> **SET PROBLEM A**: Please set down everything in the Godfather article from "Reminiscent in GF-I" down to "the Five Families.", copying it word for word.

> **TEXT EXTRACT**:
--
Diane Keaton who played Michael's wife, Kay Adams, was able to collect U$2mn in GF-III vis-...-vis the pittance she collected in GF-I: U$6,000. Robert Duvall playing the Consigliori, Tom Hagen, demanded for U$3.5mn against Paramount's U$1.5mn and was turned down and replaced with George Hamilton in GF-III.

Director Coppola collected U$3-mn to direct, U$1-mn to write and U$2-mn plus 15% of gross to produce GF-III, as against what he received for GF-II: U$200,000 for direction, U$250,000 for the script plus on a formula ranging between 10% and 15% as co-producer.


Perhaps The Godfather fitfully won the Academy awards for Best Picture, Actor (Brando), and Screenplay (Coppola & Puzo), and also in that one is able to discern the special features in the movie. GF-I & GF-II totally were nominated for 21-Oscar nominations, and collected nine, both winning Best Film Awards.

The momentous meeting Virgil "The Turk" Sollozzo has with Don Corleone in the presence of his Consigliori Tom Hagen, the two Caporegimes, Sal Tessio (Abe Vigoda) and Pete Clemenza (Richard Castellano), and two of the Don's sons, Santino (James Caan) and Fredo (John Cazale), prompted U.S. management guru, the late Donald McCormick to cite Sonny's faux pax as an example of observing fringe times in business interactions in his masterpiece, What They Don't Teach You At Harvard Business School.


Reminiscent in GF-I is the initial introduction of Don Vito Corleone (Brando) in a sudden reverse shot, seated behind his table in his paneled office, intently listening with composure and assumed power, kitted up in black suit and brilliant white shirt complete with tuxedo and blood red nosegay, to attend his daughter's wedding, the camera focusing directly on the undertaker, Amerigo Bonasera, facing the Don, relating his daughter's trauma; seeking for revenge.

Sparks of professionalism at its peak is also seen in the Don's two brief discourses with the deadly Luca Brasi, enforcer to the Corleone Family, and in the famous speech made by the Don to the head of the Five Families.


GF-I carries a slew of dramatic events, which have an everlasting impact on the filmgoer. The dramatic assassination of Luca Brasi in the bar owned by the Tattaglia Family; the tragic ambush of Sonny; Sollozzo's car taking that high-speed U-turn amidst klaxons, as the driver, Lou, crosses over the road's divider across the splendid Triborough bridge connecting New Jersey and New York; the deadly confrontation of Michael with Sollozzo (Al-Lettieri) and Police Captain McCluskey (Sterling Hayden) at Louis' Italian-American Restaurant in the Bronx; Consigliori Tom Hagen taking a short drink before he plucks up courage to break tragic news to the Don.

The Don's visit to Bonasera seeking his services to return a favour.
--
> **SUPPLIED DATA**:
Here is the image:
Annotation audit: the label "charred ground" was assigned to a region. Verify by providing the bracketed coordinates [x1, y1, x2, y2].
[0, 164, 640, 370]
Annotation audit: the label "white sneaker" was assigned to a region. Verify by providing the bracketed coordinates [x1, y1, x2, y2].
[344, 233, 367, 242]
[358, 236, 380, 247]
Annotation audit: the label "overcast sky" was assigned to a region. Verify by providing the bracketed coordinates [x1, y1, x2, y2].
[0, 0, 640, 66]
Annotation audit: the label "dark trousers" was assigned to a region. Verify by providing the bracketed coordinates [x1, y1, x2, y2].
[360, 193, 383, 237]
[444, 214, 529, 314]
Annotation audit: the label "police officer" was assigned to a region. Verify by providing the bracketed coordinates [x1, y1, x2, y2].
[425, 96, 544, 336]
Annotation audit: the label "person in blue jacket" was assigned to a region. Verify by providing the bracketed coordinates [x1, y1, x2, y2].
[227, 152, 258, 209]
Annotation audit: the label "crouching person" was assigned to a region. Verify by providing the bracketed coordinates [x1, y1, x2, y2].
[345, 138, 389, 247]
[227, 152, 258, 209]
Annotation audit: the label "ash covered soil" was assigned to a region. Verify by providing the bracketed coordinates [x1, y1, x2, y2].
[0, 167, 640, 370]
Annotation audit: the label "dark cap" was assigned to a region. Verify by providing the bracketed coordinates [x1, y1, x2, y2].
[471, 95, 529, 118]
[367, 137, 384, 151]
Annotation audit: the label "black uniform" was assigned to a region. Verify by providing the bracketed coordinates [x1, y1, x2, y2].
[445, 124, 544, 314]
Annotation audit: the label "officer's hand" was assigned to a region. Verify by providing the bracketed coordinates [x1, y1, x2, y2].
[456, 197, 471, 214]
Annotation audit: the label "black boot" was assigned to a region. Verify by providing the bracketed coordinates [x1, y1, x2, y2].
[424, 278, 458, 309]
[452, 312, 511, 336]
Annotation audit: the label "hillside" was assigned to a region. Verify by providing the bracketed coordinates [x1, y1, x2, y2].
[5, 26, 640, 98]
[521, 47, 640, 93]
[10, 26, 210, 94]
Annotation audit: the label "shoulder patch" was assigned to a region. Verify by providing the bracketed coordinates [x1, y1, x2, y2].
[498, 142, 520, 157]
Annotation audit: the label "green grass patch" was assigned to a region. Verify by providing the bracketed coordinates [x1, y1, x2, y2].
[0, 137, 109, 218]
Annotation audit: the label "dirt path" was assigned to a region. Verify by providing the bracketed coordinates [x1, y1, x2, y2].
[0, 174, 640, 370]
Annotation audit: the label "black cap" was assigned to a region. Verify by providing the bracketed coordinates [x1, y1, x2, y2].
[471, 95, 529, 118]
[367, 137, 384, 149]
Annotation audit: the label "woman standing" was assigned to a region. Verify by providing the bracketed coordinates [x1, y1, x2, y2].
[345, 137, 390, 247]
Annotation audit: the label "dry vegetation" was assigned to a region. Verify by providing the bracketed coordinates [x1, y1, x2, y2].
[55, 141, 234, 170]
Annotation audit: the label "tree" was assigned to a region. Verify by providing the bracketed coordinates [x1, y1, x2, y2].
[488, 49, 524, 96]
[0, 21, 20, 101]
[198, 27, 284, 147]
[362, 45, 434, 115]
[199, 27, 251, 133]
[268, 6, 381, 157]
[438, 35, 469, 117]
--
> **SET PROBLEM B**: Please extract everything from the start of the entries down to the line containing "[358, 236, 380, 247]", both ends included, and repeat those lines verbatim.

> **WRITTEN ANSWER A**:
Reminiscent in GF-I is the initial introduction of Don Vito Corleone (Brando) in a sudden reverse shot, seated behind his table in his paneled office, intently listening with composure and assumed power, kitted up in black suit and brilliant white shirt complete with tuxedo and blood red nosegay, to attend his daughter's wedding, the camera focusing directly on the undertaker, Amerigo Bonasera, facing the Don, relating his daughter's trauma; seeking for revenge.

Sparks of professionalism at its peak is also seen in the Don's two brief discourses with the deadly Luca Brasi, enforcer to the Corleone Family, and in the famous speech made by the Don to the head of the Five Families.

> **WRITTEN ANSWER B**:
Here is the image:
Annotation audit: the label "charred ground" was assigned to a region. Verify by providing the bracketed coordinates [x1, y1, x2, y2].
[0, 164, 640, 370]
Annotation audit: the label "white sneaker" was assigned to a region. Verify by providing the bracketed coordinates [x1, y1, x2, y2].
[344, 233, 367, 242]
[358, 236, 380, 247]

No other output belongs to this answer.